List every sign in an individual's daily life that the text on ADHD and students names as an aid to diagnosis.

***** EXCERPTED TEXT *****

ADHD Explained: What it Is and How it Affects Students

ADHD is a brain disorder that is most visible as difficulty staying focused and hyperactive behavior, such as fidgeting or verbal outbursts. Individuals with ADHD are also more prone to impulsive behavior. It is possible to look for signs of ADHD in an individual’s daily life that can assist in the process of diagnosis, including inattention to detail, not appearing to listen when spoken to, frequent fidgeting, constant talking, and being easily distracted. Although these indicators do not on their own constitute a diagnosis, they should be discussed with a health professional.

Although ADHD and ADD are often treated as synonyms, the two disorders are not exactly the same. ADD is a subtype of ADHD, and individuals with ADD do not display the same hyperactive tendencies as those with ADHD. Although tasks requiring extended focus often still present a challenge to an individual with ADD, they are more likely to display their disorder in the form of apparent disinterest or daydreaming than physical or verbal outbursts.

Building a Platform for Success at College With ADHD

The key to earning a degree at a college or university while dealing with ADHD is to treat the disorder seriously and attain the assistance that will help the student to succeed in class. Prior to the start of classes, the school’s office for student disabilities should be contacted in order to ascertain what resources are available to students with ADHD and to ensure that those resources are in place when the school year begins. Although all schools offer assistance for students with special needs, the specifics available will vary by school, so be sure to check with the office at each institution being considered to help determine the best fit.

It is likely that documentation of the student’s ADHD diagnosis will be requested in order to best prepare an effective accommodation plan. This may include a note from the student’s doctor regarding the ADHD diagnosis as well as information from prior schooling pertaining to any individualized education program or Section 504 plan. This serves both as verification of the student’s need and a framework from which the school can determine what has and has not worked in the past for the student.

Finding the Right Resources for Success

Just as no two individuals’ ADHD will present exactly the same, no two individuals’ assistance needs will be identical. A wide range of possible accommodations are available to students with ADHD, and the goal is the build the best possible plan to help the student earn a degree.

***** GIVEN RECORDS *****

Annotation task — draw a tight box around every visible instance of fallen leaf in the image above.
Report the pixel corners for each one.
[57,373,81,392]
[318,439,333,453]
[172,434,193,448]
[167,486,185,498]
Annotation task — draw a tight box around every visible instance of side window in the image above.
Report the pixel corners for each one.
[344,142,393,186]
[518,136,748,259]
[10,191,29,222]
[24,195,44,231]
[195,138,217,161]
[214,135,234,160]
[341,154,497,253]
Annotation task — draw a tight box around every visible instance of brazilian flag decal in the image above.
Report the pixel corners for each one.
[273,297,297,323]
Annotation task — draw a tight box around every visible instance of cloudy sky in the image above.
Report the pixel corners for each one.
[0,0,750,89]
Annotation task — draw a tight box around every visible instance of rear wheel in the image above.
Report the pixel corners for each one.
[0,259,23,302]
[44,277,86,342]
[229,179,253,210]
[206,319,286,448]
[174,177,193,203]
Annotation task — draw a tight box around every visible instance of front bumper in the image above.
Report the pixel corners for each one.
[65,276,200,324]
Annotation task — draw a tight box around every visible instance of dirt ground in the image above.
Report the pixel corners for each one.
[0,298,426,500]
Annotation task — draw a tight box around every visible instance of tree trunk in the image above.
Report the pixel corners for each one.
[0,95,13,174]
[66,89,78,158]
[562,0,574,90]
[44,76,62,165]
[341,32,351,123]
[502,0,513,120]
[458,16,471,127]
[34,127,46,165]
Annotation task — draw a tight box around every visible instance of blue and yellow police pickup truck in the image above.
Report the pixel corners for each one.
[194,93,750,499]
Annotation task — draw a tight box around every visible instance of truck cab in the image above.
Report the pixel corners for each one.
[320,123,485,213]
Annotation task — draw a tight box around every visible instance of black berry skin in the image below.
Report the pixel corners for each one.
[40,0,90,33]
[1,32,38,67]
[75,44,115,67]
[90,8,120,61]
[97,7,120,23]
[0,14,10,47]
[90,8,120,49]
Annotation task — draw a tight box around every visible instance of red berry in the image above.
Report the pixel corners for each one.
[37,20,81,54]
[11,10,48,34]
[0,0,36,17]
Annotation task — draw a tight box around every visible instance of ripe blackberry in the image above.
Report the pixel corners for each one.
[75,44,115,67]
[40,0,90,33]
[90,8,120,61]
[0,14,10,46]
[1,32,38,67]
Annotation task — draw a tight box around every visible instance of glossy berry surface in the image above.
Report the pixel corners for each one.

*****

RESULT FOR THIS TASK
- Inattention to detail
- Not appearing to listen when spoken to
- Frequent fidgeting
- Constant talking
- Being easily distracted